### [TASK OBJECTIVE]
Pull each line holding the word "point" from the data.

### SOURCE MATERIAL ###

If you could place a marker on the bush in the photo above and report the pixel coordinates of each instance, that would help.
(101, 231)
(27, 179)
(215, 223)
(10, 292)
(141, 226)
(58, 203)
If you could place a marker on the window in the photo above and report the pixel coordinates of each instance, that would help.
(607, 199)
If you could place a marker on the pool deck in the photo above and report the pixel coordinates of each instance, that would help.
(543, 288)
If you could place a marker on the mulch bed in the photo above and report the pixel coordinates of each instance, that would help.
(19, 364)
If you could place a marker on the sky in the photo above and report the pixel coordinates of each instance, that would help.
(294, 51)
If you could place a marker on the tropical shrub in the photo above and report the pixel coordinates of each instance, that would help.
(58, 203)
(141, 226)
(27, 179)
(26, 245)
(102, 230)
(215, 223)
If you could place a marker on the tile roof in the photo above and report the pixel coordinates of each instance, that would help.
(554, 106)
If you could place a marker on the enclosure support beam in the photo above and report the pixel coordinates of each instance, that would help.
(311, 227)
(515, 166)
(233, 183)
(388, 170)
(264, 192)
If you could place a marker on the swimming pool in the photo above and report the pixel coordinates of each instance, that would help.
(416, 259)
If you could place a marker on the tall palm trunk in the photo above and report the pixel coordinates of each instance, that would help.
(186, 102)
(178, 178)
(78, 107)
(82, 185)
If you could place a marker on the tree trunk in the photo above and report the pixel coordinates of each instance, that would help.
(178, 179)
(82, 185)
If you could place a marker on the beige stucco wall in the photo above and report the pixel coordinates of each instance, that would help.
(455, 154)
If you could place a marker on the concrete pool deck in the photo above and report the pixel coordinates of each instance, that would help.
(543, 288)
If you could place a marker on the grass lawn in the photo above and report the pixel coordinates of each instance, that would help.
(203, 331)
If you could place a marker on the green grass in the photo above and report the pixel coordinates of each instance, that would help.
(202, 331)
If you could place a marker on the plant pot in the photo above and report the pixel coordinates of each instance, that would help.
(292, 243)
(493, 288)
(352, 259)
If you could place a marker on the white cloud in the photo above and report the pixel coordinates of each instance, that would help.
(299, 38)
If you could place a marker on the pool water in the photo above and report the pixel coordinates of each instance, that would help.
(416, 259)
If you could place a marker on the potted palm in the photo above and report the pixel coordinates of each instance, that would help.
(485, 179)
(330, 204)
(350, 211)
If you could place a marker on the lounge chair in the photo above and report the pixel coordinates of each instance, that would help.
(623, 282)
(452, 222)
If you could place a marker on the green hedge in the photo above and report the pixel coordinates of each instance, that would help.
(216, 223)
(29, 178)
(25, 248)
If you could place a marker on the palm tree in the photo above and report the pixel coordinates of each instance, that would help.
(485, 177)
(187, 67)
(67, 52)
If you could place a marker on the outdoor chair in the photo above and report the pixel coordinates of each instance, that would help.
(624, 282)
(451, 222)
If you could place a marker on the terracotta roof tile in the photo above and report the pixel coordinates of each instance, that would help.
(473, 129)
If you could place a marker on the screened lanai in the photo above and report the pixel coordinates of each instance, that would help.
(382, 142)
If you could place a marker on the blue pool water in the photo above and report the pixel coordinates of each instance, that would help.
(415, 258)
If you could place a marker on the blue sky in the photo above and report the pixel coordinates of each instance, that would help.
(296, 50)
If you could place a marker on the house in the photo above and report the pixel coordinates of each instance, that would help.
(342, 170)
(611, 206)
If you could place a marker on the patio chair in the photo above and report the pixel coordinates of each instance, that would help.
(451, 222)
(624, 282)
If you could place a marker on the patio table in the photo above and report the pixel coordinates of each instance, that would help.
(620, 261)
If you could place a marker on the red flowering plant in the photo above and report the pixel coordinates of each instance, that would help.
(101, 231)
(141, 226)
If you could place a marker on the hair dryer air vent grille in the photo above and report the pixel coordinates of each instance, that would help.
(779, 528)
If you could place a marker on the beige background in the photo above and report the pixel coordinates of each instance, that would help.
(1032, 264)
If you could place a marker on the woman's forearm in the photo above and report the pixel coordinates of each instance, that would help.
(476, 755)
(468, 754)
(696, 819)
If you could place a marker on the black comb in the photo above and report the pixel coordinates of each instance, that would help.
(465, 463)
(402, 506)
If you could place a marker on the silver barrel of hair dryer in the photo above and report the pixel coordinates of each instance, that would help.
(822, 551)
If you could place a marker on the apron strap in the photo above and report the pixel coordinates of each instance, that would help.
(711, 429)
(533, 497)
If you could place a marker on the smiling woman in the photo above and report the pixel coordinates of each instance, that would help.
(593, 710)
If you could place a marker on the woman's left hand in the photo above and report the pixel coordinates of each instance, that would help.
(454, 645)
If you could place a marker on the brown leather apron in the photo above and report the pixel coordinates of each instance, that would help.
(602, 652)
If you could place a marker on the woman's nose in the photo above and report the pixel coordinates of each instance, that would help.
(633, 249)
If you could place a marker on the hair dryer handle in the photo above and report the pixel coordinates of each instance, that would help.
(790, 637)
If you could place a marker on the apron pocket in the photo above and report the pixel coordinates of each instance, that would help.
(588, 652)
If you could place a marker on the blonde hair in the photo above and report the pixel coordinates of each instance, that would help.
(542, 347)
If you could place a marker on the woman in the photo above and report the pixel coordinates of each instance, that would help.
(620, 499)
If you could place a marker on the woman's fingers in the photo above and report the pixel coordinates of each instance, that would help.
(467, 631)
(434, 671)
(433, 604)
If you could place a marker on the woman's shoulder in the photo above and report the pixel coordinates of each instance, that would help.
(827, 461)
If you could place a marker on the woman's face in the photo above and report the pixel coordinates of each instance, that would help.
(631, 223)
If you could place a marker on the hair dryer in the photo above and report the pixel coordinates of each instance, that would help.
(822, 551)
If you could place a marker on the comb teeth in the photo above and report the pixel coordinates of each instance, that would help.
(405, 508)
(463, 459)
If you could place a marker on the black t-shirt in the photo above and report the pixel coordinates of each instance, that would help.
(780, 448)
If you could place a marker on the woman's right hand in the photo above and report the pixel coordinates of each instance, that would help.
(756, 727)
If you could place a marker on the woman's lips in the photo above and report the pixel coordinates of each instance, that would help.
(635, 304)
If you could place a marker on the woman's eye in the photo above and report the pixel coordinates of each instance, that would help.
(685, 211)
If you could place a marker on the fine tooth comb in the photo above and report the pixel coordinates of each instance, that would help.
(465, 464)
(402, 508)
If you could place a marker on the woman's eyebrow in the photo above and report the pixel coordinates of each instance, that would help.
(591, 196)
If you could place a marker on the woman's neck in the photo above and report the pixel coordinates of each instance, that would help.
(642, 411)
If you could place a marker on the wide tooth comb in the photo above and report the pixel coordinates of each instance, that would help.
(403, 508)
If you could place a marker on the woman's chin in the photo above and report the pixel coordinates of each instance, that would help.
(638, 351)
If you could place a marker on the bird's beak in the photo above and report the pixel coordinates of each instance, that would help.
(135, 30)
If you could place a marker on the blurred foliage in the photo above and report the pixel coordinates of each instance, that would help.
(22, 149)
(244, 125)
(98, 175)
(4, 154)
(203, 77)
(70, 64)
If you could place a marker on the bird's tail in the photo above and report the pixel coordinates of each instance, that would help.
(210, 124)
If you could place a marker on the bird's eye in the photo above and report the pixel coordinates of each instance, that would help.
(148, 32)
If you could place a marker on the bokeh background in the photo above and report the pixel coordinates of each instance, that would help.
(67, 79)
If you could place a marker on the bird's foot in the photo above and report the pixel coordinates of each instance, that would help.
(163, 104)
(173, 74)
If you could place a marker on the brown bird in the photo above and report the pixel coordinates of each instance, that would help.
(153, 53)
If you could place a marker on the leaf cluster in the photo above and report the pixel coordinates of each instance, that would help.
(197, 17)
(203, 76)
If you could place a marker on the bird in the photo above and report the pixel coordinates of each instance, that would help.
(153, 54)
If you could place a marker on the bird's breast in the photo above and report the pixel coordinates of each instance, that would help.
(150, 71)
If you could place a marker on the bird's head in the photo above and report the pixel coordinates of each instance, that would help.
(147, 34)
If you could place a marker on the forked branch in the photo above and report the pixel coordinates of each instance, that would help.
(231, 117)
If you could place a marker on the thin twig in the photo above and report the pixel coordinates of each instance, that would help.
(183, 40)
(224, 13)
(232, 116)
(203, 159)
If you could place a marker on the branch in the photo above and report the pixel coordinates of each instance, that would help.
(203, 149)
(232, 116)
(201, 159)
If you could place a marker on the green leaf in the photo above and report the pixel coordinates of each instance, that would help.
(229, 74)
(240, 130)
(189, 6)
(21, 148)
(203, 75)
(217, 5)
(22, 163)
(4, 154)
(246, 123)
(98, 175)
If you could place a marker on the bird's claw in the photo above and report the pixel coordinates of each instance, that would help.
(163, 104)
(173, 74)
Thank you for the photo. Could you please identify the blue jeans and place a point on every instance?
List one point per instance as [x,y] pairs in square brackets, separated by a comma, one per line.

###

### [RESPONSE TO THE EXERCISE]
Thank you for the photo. Could you please identify the blue jeans and place a point on every instance?
List one point per instance as [x,y] pairs in square brackets, separated by a comma, one per line.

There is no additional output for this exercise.